**TÂCHE COURTE:**
Recopiez à l'identique l'ensemble des lignes ci-dessous.

______________________________

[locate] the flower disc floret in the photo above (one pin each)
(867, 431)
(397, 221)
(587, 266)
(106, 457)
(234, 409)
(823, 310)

______________________________

**RÉSULTAT DE L'EXERCICE:**
[locate] the flower disc floret in the photo above (one pin each)
(867, 431)
(397, 221)
(587, 266)
(106, 457)
(234, 409)
(823, 310)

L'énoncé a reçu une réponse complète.